TASK STATEMENT
Pull out every line of the records below that contains the string "range", and list those lines.

INPUT
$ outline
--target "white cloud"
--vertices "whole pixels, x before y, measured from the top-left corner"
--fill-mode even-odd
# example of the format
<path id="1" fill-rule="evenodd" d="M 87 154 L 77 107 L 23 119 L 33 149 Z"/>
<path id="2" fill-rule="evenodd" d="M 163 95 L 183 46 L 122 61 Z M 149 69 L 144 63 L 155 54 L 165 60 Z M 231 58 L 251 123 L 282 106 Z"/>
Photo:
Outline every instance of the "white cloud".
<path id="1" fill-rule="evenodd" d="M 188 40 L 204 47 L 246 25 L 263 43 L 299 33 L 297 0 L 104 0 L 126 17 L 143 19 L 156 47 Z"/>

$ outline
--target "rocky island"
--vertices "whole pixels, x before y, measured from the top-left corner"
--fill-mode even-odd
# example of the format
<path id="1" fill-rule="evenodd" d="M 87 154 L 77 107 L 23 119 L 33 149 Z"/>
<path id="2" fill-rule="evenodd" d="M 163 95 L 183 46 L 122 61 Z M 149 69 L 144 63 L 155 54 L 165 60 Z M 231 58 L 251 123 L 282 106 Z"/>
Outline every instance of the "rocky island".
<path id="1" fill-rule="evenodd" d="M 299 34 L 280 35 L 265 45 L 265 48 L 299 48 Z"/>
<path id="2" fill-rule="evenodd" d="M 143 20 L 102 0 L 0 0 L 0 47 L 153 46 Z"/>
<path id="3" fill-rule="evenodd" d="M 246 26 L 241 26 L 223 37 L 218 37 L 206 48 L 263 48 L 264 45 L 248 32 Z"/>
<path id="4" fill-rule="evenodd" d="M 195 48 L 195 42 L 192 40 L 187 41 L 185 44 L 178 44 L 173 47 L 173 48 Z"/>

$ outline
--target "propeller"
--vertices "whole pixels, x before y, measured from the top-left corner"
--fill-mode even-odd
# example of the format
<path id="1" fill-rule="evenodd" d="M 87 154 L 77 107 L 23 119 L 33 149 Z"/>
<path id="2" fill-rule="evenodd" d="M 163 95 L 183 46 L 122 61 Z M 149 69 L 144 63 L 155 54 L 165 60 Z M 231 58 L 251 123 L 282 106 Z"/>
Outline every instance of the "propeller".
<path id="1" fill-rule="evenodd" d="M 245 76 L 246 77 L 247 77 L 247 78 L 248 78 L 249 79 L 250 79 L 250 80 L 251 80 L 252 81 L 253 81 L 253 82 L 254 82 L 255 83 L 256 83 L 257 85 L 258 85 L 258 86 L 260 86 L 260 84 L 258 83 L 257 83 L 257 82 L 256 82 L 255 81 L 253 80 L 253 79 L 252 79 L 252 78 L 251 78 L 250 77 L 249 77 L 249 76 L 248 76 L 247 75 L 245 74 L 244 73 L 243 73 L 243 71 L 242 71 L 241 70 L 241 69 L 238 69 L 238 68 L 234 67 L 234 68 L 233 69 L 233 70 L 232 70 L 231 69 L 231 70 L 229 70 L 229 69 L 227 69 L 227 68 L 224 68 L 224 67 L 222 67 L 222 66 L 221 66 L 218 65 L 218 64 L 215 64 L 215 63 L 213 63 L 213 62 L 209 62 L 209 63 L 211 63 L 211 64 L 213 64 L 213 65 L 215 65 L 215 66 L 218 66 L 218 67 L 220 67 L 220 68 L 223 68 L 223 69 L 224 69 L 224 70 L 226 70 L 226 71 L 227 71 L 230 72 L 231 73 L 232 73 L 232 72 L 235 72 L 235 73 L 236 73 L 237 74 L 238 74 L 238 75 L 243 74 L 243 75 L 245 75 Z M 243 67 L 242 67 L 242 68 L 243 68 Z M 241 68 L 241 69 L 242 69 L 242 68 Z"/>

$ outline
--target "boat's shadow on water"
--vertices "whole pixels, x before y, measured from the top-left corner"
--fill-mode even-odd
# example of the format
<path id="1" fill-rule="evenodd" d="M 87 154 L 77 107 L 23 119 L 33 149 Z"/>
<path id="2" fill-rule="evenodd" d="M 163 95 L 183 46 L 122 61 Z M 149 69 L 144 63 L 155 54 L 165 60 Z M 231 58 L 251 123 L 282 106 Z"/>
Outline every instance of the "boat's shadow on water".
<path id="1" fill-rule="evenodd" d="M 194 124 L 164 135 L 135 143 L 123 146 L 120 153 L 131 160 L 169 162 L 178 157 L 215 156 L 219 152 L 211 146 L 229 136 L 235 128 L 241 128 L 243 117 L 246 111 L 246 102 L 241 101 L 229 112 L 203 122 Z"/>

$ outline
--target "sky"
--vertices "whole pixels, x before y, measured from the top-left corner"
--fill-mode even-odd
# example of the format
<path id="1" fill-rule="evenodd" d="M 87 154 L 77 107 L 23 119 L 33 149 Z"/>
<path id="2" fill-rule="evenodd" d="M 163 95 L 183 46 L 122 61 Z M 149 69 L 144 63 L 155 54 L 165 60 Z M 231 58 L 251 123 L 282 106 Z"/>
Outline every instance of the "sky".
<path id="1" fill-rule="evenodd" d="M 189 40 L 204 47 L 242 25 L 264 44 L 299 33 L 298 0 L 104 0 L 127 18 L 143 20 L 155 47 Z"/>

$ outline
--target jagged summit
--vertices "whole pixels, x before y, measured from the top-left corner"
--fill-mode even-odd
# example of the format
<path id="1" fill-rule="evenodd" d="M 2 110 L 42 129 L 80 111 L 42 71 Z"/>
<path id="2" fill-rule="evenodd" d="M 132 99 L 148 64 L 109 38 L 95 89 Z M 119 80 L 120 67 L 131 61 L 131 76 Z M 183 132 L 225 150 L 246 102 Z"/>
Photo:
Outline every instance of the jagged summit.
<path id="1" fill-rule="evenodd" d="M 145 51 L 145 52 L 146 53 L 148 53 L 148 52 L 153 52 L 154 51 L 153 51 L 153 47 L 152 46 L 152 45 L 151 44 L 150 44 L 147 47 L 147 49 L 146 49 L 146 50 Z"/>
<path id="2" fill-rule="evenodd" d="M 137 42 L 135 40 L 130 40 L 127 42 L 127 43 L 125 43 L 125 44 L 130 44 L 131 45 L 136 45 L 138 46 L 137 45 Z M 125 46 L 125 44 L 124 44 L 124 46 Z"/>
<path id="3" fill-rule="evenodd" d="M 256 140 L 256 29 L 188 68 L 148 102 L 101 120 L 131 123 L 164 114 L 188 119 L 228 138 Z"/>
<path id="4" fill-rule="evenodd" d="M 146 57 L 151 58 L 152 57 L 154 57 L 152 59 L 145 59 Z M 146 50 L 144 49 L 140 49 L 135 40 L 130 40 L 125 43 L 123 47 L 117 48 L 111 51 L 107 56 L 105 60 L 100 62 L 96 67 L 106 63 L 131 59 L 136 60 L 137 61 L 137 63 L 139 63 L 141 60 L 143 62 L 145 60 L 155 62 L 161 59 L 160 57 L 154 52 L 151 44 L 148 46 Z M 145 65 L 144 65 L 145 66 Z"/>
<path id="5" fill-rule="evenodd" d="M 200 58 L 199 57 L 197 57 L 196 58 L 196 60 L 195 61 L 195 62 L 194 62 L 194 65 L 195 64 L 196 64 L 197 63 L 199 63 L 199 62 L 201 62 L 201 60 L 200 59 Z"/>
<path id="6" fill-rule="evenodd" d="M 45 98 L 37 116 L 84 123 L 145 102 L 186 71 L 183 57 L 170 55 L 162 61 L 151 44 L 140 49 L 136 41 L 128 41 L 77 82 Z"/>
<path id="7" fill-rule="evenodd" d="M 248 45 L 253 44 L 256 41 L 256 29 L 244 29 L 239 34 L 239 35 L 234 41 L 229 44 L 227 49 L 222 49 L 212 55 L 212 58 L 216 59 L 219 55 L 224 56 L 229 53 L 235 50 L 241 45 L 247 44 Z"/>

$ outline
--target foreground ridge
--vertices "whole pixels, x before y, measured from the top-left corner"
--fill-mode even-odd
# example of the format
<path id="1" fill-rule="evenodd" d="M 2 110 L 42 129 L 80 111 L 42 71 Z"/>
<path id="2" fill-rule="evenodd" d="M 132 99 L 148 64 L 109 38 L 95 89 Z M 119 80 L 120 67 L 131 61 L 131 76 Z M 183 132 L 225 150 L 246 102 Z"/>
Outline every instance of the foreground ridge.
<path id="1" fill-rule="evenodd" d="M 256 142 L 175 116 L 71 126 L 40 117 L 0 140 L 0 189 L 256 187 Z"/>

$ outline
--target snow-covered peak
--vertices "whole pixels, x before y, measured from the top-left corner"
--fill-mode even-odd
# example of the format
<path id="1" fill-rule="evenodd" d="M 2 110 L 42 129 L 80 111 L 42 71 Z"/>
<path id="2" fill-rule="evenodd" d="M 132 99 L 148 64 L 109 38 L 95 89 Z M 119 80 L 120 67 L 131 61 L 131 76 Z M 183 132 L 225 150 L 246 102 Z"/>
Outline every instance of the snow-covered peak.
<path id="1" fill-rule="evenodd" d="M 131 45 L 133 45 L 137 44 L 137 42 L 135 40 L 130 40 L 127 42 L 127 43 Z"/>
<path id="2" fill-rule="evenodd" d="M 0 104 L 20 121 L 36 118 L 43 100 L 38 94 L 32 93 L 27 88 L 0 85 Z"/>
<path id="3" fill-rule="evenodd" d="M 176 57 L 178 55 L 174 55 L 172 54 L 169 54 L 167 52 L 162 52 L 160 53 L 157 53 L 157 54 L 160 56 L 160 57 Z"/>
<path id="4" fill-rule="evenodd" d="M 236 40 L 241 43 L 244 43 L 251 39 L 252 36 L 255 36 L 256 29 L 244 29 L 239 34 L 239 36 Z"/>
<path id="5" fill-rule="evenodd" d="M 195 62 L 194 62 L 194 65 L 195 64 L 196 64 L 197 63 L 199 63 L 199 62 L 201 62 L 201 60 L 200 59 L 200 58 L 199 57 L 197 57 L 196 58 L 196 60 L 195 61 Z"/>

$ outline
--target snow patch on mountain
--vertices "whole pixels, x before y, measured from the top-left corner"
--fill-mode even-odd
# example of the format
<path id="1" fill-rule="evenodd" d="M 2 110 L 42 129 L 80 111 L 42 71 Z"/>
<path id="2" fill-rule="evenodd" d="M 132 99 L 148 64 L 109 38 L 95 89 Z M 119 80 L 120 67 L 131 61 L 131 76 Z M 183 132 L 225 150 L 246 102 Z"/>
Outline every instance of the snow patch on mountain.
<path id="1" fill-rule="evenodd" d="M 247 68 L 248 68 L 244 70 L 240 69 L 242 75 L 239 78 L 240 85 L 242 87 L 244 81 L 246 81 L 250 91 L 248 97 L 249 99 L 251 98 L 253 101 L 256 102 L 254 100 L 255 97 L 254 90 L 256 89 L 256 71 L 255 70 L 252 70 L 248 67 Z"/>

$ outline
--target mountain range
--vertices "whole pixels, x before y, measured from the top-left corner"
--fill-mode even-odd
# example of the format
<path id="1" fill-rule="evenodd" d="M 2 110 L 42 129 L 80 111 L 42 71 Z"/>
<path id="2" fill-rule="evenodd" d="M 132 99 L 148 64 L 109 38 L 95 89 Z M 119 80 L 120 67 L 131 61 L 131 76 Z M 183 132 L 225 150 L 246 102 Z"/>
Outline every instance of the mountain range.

TASK ANSWER
--target mountain range
Outline every instance of the mountain range.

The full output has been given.